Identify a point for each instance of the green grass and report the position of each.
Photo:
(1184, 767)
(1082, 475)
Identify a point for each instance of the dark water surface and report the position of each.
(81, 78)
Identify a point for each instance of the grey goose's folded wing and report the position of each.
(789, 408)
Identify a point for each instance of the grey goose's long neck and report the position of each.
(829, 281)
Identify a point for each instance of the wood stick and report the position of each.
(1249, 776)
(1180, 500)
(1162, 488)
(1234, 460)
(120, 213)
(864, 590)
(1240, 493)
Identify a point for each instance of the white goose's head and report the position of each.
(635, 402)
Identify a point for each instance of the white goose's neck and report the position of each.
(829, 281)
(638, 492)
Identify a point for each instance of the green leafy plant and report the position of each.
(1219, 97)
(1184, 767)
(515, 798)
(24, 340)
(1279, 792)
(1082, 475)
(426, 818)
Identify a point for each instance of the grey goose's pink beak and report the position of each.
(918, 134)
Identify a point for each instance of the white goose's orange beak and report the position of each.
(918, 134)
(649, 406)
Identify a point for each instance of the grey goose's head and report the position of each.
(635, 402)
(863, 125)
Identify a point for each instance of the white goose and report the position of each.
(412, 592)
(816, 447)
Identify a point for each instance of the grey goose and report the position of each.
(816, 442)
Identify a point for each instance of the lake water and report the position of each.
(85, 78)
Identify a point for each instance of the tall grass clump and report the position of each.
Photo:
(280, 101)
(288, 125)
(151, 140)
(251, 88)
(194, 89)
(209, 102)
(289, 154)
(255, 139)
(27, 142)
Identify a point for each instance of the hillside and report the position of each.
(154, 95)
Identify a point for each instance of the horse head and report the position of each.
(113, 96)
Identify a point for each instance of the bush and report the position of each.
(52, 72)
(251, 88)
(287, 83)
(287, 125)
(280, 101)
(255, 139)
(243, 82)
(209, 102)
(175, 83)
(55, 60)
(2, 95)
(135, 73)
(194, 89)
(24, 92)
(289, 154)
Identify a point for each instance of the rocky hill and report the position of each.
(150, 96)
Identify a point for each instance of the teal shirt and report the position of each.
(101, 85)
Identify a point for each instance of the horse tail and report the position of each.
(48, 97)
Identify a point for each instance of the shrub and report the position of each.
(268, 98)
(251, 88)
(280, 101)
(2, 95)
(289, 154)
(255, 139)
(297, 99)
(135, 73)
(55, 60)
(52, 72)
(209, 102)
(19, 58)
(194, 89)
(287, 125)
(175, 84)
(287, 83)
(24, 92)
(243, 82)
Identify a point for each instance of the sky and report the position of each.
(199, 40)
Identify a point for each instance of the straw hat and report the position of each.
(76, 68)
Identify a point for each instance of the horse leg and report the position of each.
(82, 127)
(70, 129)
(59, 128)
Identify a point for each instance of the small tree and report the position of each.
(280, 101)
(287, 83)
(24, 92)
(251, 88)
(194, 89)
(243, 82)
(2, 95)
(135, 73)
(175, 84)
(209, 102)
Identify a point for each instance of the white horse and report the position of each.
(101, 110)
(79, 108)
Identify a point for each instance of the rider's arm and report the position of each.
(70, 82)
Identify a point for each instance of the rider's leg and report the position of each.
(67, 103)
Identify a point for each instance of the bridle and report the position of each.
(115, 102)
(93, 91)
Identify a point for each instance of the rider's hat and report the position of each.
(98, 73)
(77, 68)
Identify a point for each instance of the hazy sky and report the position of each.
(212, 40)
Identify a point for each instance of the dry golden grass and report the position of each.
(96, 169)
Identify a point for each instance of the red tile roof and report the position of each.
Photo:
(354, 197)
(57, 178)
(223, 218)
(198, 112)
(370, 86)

WRITTEN INSTRUCTION
Rewrite all of the data above as a numbered list, leaving out any blank lines.

FULL OUTPUT
1. Identify a point for each instance of the green grass and report the position of each.
2. Photo:
3. (1184, 767)
4. (1082, 475)
5. Identify a point for each instance of the dark water surface and report the position of each.
6. (81, 78)
7. Identify a point for each instance of the grey goose's folded wing and report the position of each.
8. (789, 408)
9. Identify a point for each instance of the grey goose's long neck and report the position of each.
10. (829, 281)
11. Identify a point for each instance of the wood stick and report the position of each.
12. (1249, 776)
13. (1180, 500)
14. (1162, 488)
15. (1234, 460)
16. (120, 213)
17. (864, 590)
18. (1240, 493)
19. Identify a point for each instance of the white goose's head and report the position of each.
20. (635, 402)
21. Identify a point for each instance of the white goose's neck and report the position of each.
22. (829, 281)
23. (638, 492)
24. Identify a point for each instance of the green leafy plant and report the position of each.
25. (1219, 97)
26. (1184, 767)
27. (515, 798)
28. (24, 340)
29. (1279, 792)
30. (1082, 475)
31. (426, 818)
32. Identify a point for each instance of the grey goose's pink beak and report the position of each.
33. (918, 134)
34. Identify a point for each instance of the white goose's orange beak and report the position of each.
35. (918, 134)
36. (649, 406)
37. Identify a point for each instance of the grey goose's head and report the position of each.
38. (635, 402)
39. (863, 125)
40. Identify a point for each instance of the white goose and report the position of each.
41. (412, 592)
42. (816, 447)
43. Identify a point for each instance of the grey goose and report the position of each.
44. (816, 442)
45. Identify a point for each instance of the lake water and report the position of each.
46. (85, 78)
47. Identify a point for each instance of the tall grass clump and report the position of each.
48. Photo:
49. (280, 101)
50. (288, 125)
51. (151, 140)
52. (251, 88)
53. (194, 89)
54. (209, 102)
55. (289, 154)
56. (255, 139)
57. (27, 142)
58. Identify a point for each instance of the hillside and report the position of each.
59. (154, 95)
60. Identify a point for each instance of the horse head and report the position of each.
61. (113, 96)
62. Identify a point for each instance of the bush and report the position of each.
63. (52, 72)
64. (251, 88)
65. (287, 83)
66. (287, 125)
67. (280, 101)
68. (255, 139)
69. (243, 82)
70. (209, 102)
71. (175, 83)
72. (55, 60)
73. (2, 95)
74. (135, 73)
75. (194, 89)
76. (24, 92)
77. (289, 154)
78. Identify a point for each instance of the rocky hill and report the position of each.
79. (150, 96)
80. Identify a point for each instance of the teal shirt and report the position of each.
81. (101, 85)
82. Identify a point for each instance of the horse tail and report the position of each.
83. (48, 97)
84. Identify a point for each instance of the shrub and report the position of each.
85. (268, 98)
86. (251, 88)
87. (280, 101)
88. (2, 95)
89. (289, 154)
90. (255, 139)
91. (297, 99)
92. (135, 73)
93. (55, 60)
94. (52, 72)
95. (209, 102)
96. (19, 58)
97. (194, 89)
98. (287, 125)
99. (175, 84)
100. (287, 83)
101. (24, 92)
102. (243, 82)
103. Identify a point for each instance of the sky and report the position of each.
104. (199, 40)
105. Identify a point for each instance of the straw hat and report the position of each.
106. (76, 68)
107. Identify a point for each instance of the horse leg and report the position of each.
108. (82, 127)
109. (70, 129)
110. (59, 128)
111. Identify a point for each instance of the small tree and report the position of each.
112. (280, 101)
113. (287, 83)
114. (24, 92)
115. (251, 88)
116. (194, 89)
117. (243, 82)
118. (2, 95)
119. (135, 73)
120. (175, 84)
121. (209, 102)
122. Identify a point for each instance of the white horse and report the position of each.
123. (101, 110)
124. (79, 108)
125. Identify a point for each instance of the rider's arm and report the position of each.
126. (70, 82)
127. Identify a point for each instance of the rider's leg and report the position of each.
128. (67, 103)
129. Identify a point for each instance of the bridle and report the position of each.
130. (115, 102)
131. (93, 91)
132. Identify a point for each instance of the rider's hat and report the position of each.
133. (98, 73)
134. (77, 68)
135. Identify a point for each instance of the hazy sky and report the position of each.
136. (212, 40)
137. Identify a point for each instance of the dry golden grass and report the position of each.
138. (96, 169)
139. Identify a point for each instance of the red tile roof and report the position of each.
140. Photo:
141. (354, 197)
142. (57, 178)
143. (223, 218)
144. (198, 112)
145. (370, 86)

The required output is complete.